EXTRAIT DU DOCUMENT ▸
Le second élément d’analyse que nous pouvons emprunter à l’approche structurale de Claude Lévi-Strauss est l’idée de continuum temporel passé/présent/futur du mythe. Le mythe est rattaché pour Claude Lévi-Strauss (1990 : 231) à « un système temporel » : « un mythe se rapporte toujours à des événements passés […]. Mais la valeur intrinsèque attribuée au mythe provient de ce que les événements, censés se dérouler à un moment du temps, forment aussi une structure permanente  ». Les auteurs ayant étudié la société de communication abordent cette caractéristique de la permanence. Il apparaît que ce mythe s’actualise au fil de l’histoire, au gré notamment des renouvellements technologiques, tout en reposant sur des éléments permanents et constitutifs (principe d’émancipation par l’information et les savoirs, imaginaire de la rapidité de diffusion, proximité entre les êtres, idéal de la transparence, analogie posée entre progrès technique et progrès social et politique, etc.) : « Seule une conception évolutionniste de l’histoire, découpée en étapes successives et étanches, peut faire accroire que la mémoire des siècles ne continue pas à travailler le mode de communication contemporain » (Mattelart, 2011 : 11) ; « il est frappant de constater que non seulement l’essentiel de la philosophie d’un tel projet est ancienne et date d’un demi-siècle […], mais qu’elle se réactualise environ tous les dix ou quinze ans, sous d’autres formes » (Breton, 1997 : 119). En bref, pour Érik Neveu (2011 : 61), si l’approche généalogique invite à prendre en compte la diversité des discours du mythe de la société de communication, privilégiant le relevé des ruptures plus que celui d’une continuité, l’approche par le mythe « suggère une posture inverse. S’il connaît des déclinaisons, le discours qui a émergé d’une généalogie chaotique est au final d’une remarquable cohérence  ». Le récit de la société de communication qui s’affirme depuis les années 1980 peut ainsi « être cadré autour de quelques promesses fédératrices. Celles-ci ne sont pas nécessairement coprésentes dans toutes ses variantes. Elles sont cependant un nombre limité, identifiable et prévisible. L’annonciation de la société de communication s’articule autour de cinq promesses : abondance, démocratisation, autonomie des individus, mondialisation, contraction de l’espace-temps » (Neveu, 2011 : 49).

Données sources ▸
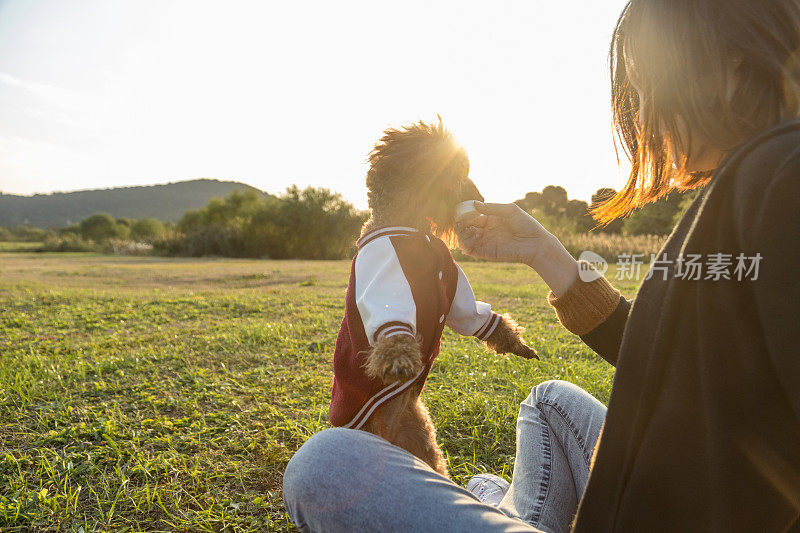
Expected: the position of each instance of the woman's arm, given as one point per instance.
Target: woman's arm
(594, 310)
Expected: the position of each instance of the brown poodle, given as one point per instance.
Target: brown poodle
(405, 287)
==
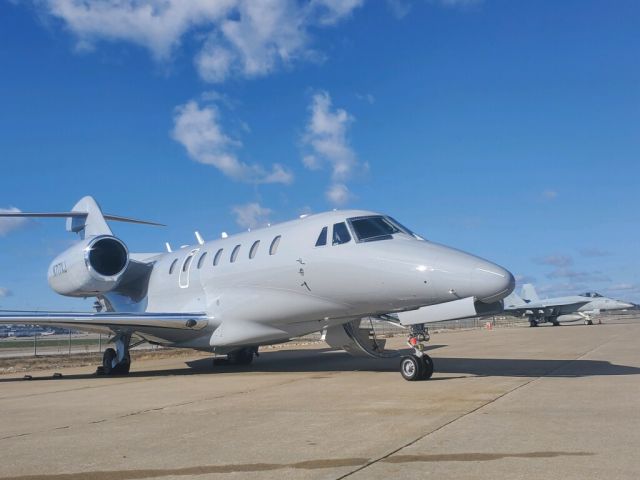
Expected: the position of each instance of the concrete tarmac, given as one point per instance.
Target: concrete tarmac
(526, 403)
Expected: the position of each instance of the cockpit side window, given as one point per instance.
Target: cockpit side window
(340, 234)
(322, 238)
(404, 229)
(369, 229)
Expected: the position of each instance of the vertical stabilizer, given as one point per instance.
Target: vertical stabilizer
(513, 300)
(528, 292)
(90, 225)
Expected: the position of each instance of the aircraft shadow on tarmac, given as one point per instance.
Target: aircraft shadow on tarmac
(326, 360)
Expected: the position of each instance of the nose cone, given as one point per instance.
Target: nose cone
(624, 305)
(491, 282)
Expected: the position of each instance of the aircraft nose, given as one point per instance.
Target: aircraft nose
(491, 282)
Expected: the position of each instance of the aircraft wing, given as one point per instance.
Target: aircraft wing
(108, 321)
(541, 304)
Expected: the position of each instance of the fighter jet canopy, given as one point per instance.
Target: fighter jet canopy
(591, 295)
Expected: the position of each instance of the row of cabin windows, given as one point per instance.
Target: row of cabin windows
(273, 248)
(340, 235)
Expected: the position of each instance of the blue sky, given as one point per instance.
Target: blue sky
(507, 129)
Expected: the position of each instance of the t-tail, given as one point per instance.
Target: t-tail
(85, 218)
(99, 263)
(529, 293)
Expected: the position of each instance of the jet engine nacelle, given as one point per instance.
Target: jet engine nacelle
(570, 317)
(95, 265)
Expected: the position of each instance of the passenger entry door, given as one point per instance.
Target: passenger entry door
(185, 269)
---
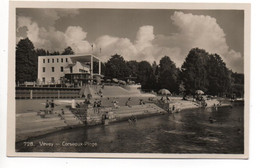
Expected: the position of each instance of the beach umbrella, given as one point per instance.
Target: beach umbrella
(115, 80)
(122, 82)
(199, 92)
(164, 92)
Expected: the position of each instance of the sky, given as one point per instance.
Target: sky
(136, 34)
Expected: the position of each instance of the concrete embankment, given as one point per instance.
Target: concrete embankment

COMPLÉTEZ CE QUI SUIT ▸
**a.** Expliquez, d'après l'extrait, d'où provient la valeur intrinsèque que Claude Lévi-Strauss attribue au mythe.
**b.** Indiquez, s'il vous plaît, les cinq promesses autour desquelles s'articule l'annonciation de la société de communication selon l'extrait.

RÉPONSES NUMÉROTÉES ▸
**a.** Selon Claude Lévi-Strauss, un mythe se rapporte toujours à des événements passés. Sa valeur intrinsèque vient de ce que ces événements, censés se dérouler à un moment du temps, forment aussi une structure permanente.

**b.** Abondance, démocratisation, autonomie des individus, mondialisation, contraction de l'espace-temps.